● **SET EXERCISE**:
Express the lines of every record below as a JSON list of strings, one string per line, with blank lines left out.

● **DATA EXCERPTS**:
>> START
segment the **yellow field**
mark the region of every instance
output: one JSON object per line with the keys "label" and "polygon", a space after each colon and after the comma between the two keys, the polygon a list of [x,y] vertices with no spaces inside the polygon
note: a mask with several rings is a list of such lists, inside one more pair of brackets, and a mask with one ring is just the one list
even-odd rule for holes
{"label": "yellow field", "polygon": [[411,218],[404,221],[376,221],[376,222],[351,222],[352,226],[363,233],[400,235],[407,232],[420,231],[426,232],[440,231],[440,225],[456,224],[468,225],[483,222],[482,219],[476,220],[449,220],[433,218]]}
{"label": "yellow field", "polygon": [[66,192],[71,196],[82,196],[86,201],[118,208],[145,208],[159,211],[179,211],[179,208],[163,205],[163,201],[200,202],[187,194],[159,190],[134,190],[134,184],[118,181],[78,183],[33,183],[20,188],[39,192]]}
>> END
● **EXPECTED ANSWER**:
[
  "segment the **yellow field**",
  "mark the region of every instance",
  "output: one JSON object per line with the keys \"label\" and \"polygon\", a space after each colon and after the comma between the two keys, the polygon a list of [x,y] vertices with no spaces inside the polygon",
  "note: a mask with several rings is a list of such lists, inside one more pair of brackets, and a mask with one ring is just the one list",
  "even-odd rule for holes",
  "{\"label\": \"yellow field\", \"polygon\": [[411,218],[404,221],[376,221],[376,222],[351,222],[352,226],[363,233],[400,235],[407,232],[420,231],[426,232],[440,231],[440,225],[456,224],[468,225],[483,222],[482,219],[476,220],[449,220],[433,218]]}",
  "{\"label\": \"yellow field\", \"polygon\": [[66,192],[71,196],[82,196],[86,201],[118,208],[145,208],[159,211],[179,211],[179,208],[163,205],[163,201],[200,202],[187,194],[159,190],[134,190],[134,184],[118,181],[78,183],[33,183],[20,188],[39,192]]}"
]